::: Angezeigter Text :::

Kamen. Nach einem Erdeinbruch in Kamen sind in der Nacht zu Freitag elf Häuser evakuiert worden. Ein Gebäude ist so stark beschädigt, dass es unbewohnbar ist. Die Ursachen für das Unglück ist noch unklar - die RAG schließt alte Bergbau-Schächte aus.

Morgens um sieben hört die Erde endlich auf, die Welt zu fressen. Einen blauen Bagger hat sie da verschluckt, Bretter, Rohre, junge Pflanzen und Lage für Lage nassen Lehm, zwei Zentimeter in jeder Stunde der Nacht. Wäre es nicht nass, die tiefen Spalten im Boden sähen aus wie ein Stück aufgerissener Steppe. Die Häuser an der Afferder Straße haben widerstanden, aber sie tragen die Zeichen der Erdgewalt: notdürftig geklammerte Risse in Nummer 10, schwere Balken, die Nummer 8 notdürftig stützen, Scherben, wo die Feuerwehr Fenster einschlug, bevor sie unter zu viel Druck von allein zersprangen. „Ist unbewohnbar, bleibt unbewohnbar”: die knappe Zusammenfassung von Feuerwehr-Sprecher Volker Rost.

Über Nacht hat Wasserkurl in Kamen am Stadtrand zu Dortmund den Boden unter den Füßen verloren.

Wo er hin ist, bleibt am Freitag die drängende Frage, noch in der Dunkelheit untersuchen Geologen den Grund: „Wann hört das auf, oder wird das noch schlimmer?” Ein Tagesbruch!, wird schon in der Nacht aufgeregt gemeldet, doch könne das nicht sein, sagen Experten, „definitiv nicht”, beteuert Kamens Bürgermeister Hermann Hupe. Es gab gar keinen Bergbau hier, jedenfalls nicht unter Wasserkurl, und keine Kohle.

::: Bereitgestellte Daten :::

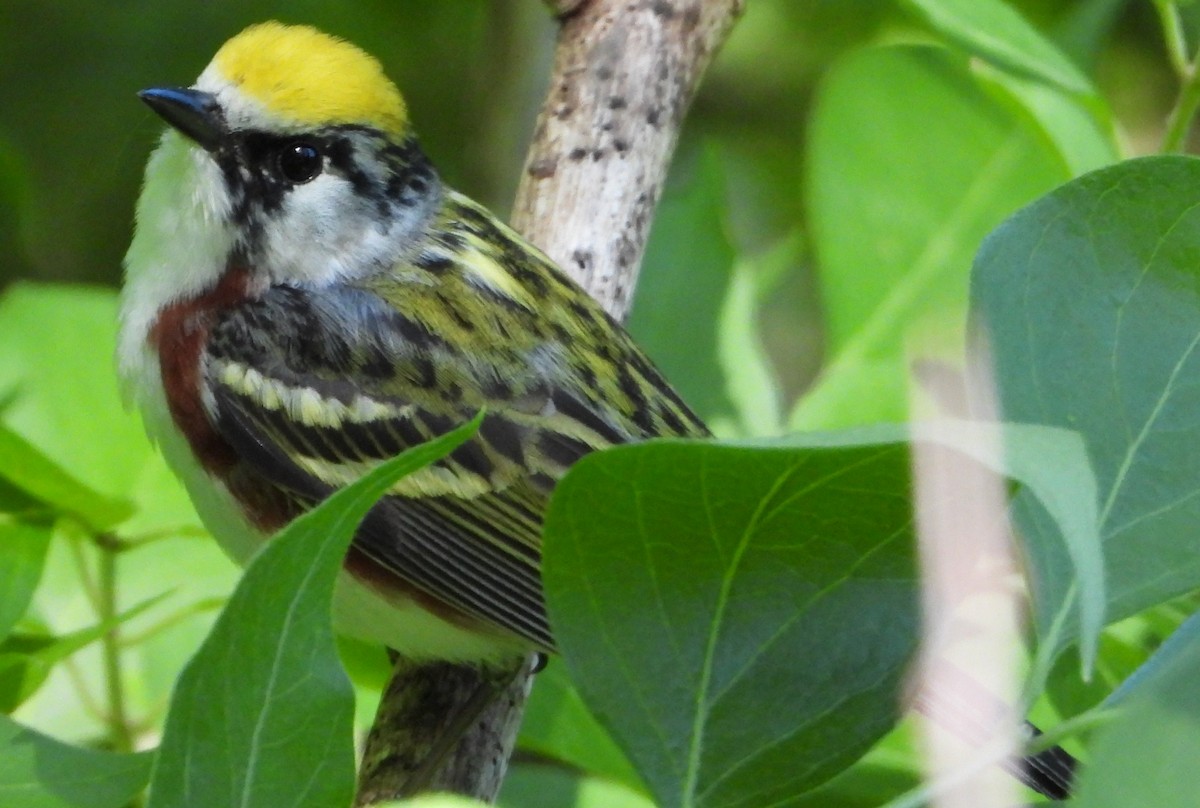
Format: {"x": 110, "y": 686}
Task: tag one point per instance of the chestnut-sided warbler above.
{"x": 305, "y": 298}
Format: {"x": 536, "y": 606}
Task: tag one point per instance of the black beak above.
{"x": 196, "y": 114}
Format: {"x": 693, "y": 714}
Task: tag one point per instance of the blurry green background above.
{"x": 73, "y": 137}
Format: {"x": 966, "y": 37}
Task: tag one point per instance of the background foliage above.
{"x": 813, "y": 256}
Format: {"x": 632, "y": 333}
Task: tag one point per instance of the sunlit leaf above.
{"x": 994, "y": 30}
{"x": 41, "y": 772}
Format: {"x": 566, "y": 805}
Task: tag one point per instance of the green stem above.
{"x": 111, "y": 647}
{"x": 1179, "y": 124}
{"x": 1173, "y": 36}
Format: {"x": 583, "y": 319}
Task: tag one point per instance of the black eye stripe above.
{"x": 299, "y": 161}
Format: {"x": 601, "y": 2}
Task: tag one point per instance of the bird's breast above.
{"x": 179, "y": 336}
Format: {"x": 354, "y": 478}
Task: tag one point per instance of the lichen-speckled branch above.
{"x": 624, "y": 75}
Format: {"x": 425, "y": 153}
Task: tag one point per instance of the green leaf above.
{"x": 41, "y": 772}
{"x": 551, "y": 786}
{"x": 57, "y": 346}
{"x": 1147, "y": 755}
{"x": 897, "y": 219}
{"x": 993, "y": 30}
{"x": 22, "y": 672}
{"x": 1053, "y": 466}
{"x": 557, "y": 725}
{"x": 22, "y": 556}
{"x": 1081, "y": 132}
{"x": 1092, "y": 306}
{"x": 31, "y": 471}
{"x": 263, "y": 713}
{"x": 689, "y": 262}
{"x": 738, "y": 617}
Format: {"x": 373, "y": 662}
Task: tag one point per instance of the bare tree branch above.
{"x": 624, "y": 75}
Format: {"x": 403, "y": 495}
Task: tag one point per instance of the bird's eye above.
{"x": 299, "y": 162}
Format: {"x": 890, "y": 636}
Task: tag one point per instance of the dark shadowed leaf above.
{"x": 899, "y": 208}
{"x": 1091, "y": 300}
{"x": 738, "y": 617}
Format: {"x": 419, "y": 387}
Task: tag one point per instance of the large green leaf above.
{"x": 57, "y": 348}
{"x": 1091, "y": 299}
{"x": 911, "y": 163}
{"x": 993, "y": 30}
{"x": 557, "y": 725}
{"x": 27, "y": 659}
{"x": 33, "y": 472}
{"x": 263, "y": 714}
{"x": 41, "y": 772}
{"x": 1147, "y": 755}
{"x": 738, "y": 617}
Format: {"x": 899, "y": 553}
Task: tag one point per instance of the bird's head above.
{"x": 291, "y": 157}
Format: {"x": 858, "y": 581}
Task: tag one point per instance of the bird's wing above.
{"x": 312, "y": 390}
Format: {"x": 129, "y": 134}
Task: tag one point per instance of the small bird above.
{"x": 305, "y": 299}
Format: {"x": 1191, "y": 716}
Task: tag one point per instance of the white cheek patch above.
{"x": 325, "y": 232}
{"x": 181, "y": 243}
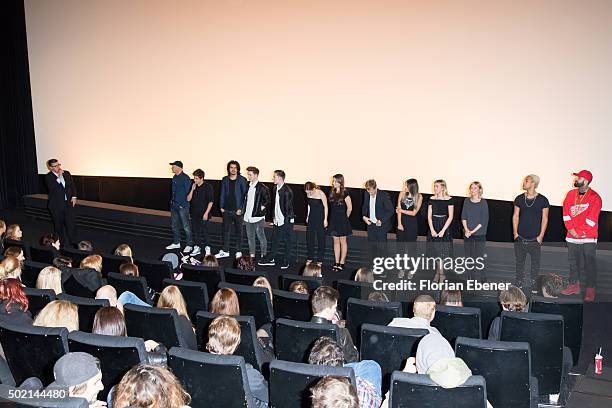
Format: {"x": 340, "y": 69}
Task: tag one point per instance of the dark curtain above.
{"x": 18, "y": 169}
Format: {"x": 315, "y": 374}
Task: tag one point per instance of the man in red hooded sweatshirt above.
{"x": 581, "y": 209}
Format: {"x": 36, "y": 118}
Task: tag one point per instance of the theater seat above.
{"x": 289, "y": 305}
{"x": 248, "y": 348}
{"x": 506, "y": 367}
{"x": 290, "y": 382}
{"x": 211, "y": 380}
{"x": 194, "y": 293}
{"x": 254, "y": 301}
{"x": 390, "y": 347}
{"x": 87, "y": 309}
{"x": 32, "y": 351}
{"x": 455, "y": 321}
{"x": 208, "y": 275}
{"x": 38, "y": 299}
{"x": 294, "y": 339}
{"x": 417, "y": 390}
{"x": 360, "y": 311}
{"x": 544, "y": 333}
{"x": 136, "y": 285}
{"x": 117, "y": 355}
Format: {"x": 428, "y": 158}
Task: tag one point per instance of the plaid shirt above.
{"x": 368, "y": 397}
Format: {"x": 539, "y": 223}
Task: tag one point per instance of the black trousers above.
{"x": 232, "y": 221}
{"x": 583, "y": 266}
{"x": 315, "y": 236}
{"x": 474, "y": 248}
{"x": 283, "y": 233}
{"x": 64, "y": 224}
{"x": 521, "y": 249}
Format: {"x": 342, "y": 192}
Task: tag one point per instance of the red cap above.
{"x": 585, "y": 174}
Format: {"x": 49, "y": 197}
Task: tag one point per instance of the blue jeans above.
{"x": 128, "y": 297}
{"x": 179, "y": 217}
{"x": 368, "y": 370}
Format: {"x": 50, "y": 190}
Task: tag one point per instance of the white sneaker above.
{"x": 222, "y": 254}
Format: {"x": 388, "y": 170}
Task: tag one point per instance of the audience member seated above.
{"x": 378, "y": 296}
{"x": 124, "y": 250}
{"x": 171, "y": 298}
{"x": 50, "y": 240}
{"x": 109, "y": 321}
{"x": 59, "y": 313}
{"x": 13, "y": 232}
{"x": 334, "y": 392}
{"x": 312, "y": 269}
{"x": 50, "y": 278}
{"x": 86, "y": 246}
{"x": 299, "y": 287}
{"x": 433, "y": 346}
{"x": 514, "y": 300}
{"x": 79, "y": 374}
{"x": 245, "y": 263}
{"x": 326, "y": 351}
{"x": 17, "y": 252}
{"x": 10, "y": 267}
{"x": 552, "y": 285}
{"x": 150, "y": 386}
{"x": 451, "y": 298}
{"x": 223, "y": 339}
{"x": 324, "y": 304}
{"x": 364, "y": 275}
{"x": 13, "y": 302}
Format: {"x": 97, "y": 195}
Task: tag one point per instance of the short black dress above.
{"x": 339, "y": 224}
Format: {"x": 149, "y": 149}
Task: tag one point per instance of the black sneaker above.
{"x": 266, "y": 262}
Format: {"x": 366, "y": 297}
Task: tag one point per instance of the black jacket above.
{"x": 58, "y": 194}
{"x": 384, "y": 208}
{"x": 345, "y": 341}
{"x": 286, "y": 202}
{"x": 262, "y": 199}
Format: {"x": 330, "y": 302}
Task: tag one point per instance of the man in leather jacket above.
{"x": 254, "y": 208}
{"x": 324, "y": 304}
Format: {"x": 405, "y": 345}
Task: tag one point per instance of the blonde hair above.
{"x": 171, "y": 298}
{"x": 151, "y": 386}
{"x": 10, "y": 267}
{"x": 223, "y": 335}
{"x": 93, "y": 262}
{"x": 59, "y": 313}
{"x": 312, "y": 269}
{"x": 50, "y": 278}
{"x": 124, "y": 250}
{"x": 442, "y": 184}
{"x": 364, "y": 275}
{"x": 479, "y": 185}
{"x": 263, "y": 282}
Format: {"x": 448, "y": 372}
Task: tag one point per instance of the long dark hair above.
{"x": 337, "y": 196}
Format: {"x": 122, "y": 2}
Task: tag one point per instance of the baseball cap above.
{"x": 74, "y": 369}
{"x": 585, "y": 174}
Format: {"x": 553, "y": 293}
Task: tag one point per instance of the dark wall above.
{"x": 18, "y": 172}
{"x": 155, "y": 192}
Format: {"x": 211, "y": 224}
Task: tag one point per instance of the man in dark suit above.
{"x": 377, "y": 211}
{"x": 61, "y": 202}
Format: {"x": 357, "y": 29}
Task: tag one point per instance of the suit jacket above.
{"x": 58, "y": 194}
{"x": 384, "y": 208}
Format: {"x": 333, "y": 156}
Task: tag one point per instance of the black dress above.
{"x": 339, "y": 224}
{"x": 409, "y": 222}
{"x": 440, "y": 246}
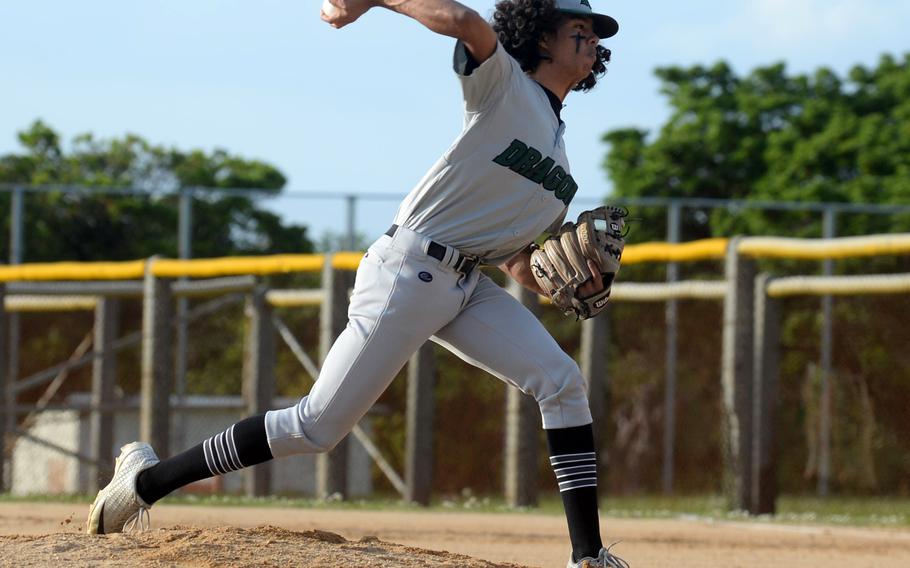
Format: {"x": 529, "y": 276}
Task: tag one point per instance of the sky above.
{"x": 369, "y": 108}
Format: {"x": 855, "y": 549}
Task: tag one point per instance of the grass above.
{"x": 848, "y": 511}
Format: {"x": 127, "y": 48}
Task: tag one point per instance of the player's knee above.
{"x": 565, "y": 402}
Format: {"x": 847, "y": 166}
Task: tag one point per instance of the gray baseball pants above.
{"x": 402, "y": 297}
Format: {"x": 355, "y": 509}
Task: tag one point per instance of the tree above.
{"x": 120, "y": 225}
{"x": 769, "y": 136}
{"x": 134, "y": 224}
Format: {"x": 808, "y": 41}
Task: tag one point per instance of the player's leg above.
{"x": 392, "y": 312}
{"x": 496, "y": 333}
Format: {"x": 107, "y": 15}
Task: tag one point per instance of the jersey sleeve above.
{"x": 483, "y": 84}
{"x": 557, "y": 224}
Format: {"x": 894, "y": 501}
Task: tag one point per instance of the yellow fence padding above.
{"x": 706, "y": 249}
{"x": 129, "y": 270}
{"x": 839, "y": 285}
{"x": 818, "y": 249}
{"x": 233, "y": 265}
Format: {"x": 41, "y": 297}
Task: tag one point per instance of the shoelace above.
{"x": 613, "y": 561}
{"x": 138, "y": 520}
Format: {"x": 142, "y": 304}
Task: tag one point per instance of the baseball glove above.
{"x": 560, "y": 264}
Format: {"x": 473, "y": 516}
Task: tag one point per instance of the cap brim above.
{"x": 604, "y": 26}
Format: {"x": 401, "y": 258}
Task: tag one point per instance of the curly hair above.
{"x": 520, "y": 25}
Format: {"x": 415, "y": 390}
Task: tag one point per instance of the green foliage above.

:::

#### Arbeitsaufträge
(1) Übertrage aus dem Text über den Erdeinbruch in Kamen wortgetreu den Abschnitt zwischen „Über Nacht hat“ und „und keine Kohle.“, beide eingeschlossen.
(2) Stimmen diese Aussagen mit dem Text über den Erdeinbruch in Kamen überein? Antworte jeweils mit Ja oder Nein und zitiere die entscheidenden Worte.
(a) In der Nacht zu Freitag wurden elf Häuser evakuiert.
(b) Die RAG macht alte Bergbau-Schächte für das Unglück verantwortlich.
(c) Die Feuerwehr schlug Fenster ein.
(3) Beantworte kurz anhand des Textes über den Erdeinbruch in Kamen:
(a) Wie viele Häuser wurden evakuiert?
(b) Wie heißt der Feuerwehr-Sprecher?
(c) Wer ist Bürgermeister von Kamen?

#### Lösungen
(1)
Über Nacht hat Wasserkurl in Kamen am Stadtrand zu Dortmund den Boden unter den Füßen verloren.

Wo er hin ist, bleibt am Freitag die drängende Frage, noch in der Dunkelheit untersuchen Geologen den Grund: „Wann hört das auf, oder wird das noch schlimmer?” Ein Tagesbruch!, wird schon in der Nacht aufgeregt gemeldet, doch könne das nicht sein, sagen Experten, „definitiv nicht”, beteuert Kamens Bürgermeister Hermann Hupe. Es gab gar keinen Bergbau hier, jedenfalls nicht unter Wasserkurl, und keine Kohle.

(2)
(a) Ja: „Nach einem Erdeinbruch in Kamen sind in der Nacht zu Freitag elf Häuser evakuiert worden.“
(b) Nein: „die RAG schließt alte Bergbau-Schächte aus“
(c) Ja: „Scherben, wo die Feuerwehr Fenster einschlug“

(3)
(a) Elf
(b) Volker Rost
(c) Hermann Hupe